JOB ITEM A:
Reproduce word for word the part of the 1939 Chevy build thread that runs from "but then , I'm" to "I start it.".
JOB ITEM B:
Write the next part of the 1939 Chevy build thread, picking up after its final post.

PASSAGE TO READ:

■ ■ ■ ■ ■ ■ ■

# New Project 1939 Chevy PICTURES!!



## Trophyman (Oct 24, 2012)

OK everybody, just starting a new build. We've built and sold everything from a 33 (3) window, 48 Ford sedan delivery, 66 Chevelle and more. Now (that we're a LITTLE older), we want a car with a little more room. This one should fit that criteria. 
It's a Nevada car but found it in Luray, VA. Only had it for 3 weeks now but well on the way. Stay tuned.

Click on the Link below for build up to now.
https://www.dropbox.com/sh/887hu1rz7fpgn30/LXFeYRZrHq

Pat 

View attachment DSC_0809.jpg


----------



## oldognewtrick (Oct 24, 2012)

Nice........


----------



## cruzn57 (Oct 24, 2012)

but then , I'm partial to fat fender cars.
wonder why?

maybe cause of this?
stored in sons garage , SBC, must II, 10 bolt, all steel.
long way off til I start it. 

View attachment 37-2.JPG


View attachment MVC-009S.JPG


----------



## Trophyman (Oct 25, 2012)

I like that!!


----------



## Chris (Oct 29, 2012)

I'd love to have either one of those.


----------



## Trophyman (Oct 29, 2012)

What it looks like now! 

View attachment 13-oct-td5.jpg


View attachment 1-Chassis.jpg


----------



## cruzn57 (Oct 29, 2012)

get right to it , don't ya?
got any of the extra energy  to spare? 

looks good!!!!!!!!!!


----------



## Trophyman (Oct 29, 2012)

cruzn57 said:


> get right to it , don't ya?
> got any of the extra energy  to spare?
> 
> looks good!!!!!!!!!!



Naa--Keeping my eyes on Criagslist, I scored a Miller MillerMatic 250 Mig welder. Woman didn't know what she had, it belonged to her EX! I got it for $500!! So got to get this one cleaned up. 

View attachment DSCI0543.jpg


View attachment DSCI0544.jpg


----------



## Chris (Oct 29, 2012)

Sweet welder, I have the 180 and love it.


----------



## Trophyman (Oct 30, 2012)

Finally got the hay cut and rolled in 2 pastures. One pasture left and I'm done with that task.

■ ■ ■ ■ ■ ■ ■

INFORMATION GIVEN:
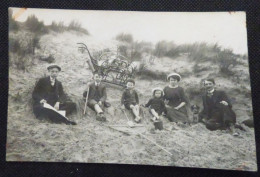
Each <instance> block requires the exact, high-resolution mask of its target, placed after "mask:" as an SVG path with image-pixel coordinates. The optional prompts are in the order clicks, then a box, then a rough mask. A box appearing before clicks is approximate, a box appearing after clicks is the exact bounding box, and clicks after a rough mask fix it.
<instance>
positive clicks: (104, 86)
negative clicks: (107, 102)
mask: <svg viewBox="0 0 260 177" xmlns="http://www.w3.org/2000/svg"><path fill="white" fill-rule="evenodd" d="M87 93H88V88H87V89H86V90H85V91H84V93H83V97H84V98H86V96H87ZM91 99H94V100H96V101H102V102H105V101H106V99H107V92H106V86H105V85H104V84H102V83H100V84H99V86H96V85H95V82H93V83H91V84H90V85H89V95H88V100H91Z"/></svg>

■ ■ ■ ■ ■ ■ ■

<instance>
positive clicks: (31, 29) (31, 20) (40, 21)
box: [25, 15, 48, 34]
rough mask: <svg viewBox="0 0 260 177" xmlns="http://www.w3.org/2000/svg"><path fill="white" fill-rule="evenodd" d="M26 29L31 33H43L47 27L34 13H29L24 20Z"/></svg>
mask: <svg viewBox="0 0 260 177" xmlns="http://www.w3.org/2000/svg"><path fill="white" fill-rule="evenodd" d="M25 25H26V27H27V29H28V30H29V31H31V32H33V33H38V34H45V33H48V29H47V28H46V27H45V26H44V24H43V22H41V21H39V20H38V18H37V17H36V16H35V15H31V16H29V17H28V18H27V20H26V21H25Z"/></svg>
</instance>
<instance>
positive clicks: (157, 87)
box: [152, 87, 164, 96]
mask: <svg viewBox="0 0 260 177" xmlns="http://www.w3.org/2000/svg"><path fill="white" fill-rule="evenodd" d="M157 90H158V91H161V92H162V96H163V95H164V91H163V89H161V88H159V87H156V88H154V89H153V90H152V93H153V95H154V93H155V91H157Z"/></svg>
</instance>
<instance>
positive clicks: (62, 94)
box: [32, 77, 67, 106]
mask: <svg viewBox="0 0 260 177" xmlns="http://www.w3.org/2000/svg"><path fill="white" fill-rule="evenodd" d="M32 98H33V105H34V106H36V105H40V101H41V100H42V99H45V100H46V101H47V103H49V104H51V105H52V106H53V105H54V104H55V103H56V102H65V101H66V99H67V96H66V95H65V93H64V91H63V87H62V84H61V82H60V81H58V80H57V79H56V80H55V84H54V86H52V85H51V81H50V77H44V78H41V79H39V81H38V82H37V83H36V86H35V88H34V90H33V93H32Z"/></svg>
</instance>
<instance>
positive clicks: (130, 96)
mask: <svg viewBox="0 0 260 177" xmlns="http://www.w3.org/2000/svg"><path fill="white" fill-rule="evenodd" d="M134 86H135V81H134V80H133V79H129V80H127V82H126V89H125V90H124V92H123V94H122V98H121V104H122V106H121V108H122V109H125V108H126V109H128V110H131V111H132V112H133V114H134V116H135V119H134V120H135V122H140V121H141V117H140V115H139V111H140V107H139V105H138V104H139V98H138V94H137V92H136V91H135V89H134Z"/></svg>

■ ■ ■ ■ ■ ■ ■

WRITTEN REPLY A:
but then , I'm partial to fat fender cars.
wonder why?

maybe cause of this?
stored in sons garage , SBC, must II, 10 bolt, all steel.
long way off til I start it.

WRITTEN REPLY B:
View attachment 1.jpg


View attachment 2.jpg


----------



## StingRayCaretaker (Sep 15, 2013)

She is going to be roomy and a dandy.  39 coupes are very popular in the midwest.
Any pictures of the 66 malibu ?  That is currently on my " hunt " list.  Apparently on everyone else's looking at the prices.


----------



## oldognewtrick (Sep 15, 2013)

Ought to be an update or two from trophyman by now...


----------



## Chris (Sep 16, 2013)

Maybe he is busy cruising it around?


----------



## Trophyman (Sep 16, 2013)

StingRayCaretaker said:


> She is going to be roomy and a dandy.  39 coupes are very popular in the midwest.
> Any pictures of the 66 malibu ?  That is currently on my " hunt " list.  Apparently on everyone else's looking at the prices.



Yea, I got pictures of all of em around here someplace>>>I'll dig them up and post. Got a pretty good story about how I sold that one too



oldognewtrick said:


> Ought to be an update or two from trophyman by now...





Chris said:


> Maybe he is busy cruising it around?



Sorry I aint been around a lot guys. This build has really consumed a lot of my free time that I used to spend on the computer. 

Ya know, this build started out to be minimal. We first decided to build another car, then we decided that instead one of the smaller rides, coupes, small sedan delivery etc, we wanted a larger car. Something we could load our stuff up in and go without having to pull the trailer or ship cloths or stuff that "she" bought during our travels.

The car was in great shape but once I started building it, my OCD kicked in so every little thing I see I want to fix. PLUS, you'd think I was building a RIDLER (http://www.autoweek.com/article/20110225/carnews/302259999) CAR, which I am not! I promise to make more of an effort to post. Besides, I miss the "witty banter" around here.
A few pictures: installation of hidden hinges. Another last minuet change 

View attachment 01A-HIDDEN-HINGE-install.jpg


View attachment 01A-HIDDEN-HINGE-install-2.jpg


View attachment 01A-RearHingeIn2.jpg


----------



## havasu (Sep 16, 2013)

Witty or (s) hitty?


----------



## Trophyman (Sep 17, 2013)

havasu said:


> witty or (s) hitty? :d



**********yes!!


----------



## StingRayCaretaker (May 9, 2015)

I have a 252 Miller MIG.  Sold my 180.  The 252 is fantastic.  Don't know the changes they made but it is a big improvement.  Also had a 255 Lincoln I wasn't fond of.  Between this and an Ellis 1600 saw, ... they sure can put a smile on your face.  Makes fabricating parts enjoyable.


----------



## StingRayCaretaker (May 14, 2016)

My garage has zero room left ..... I found a 64 Biscayne post and a forty Chevrolet coupe.  Both are tempting as hell.  I would have to sell something  and that would not be easy to decide. Decisions, decisions.


----------



## havasu (May 15, 2016)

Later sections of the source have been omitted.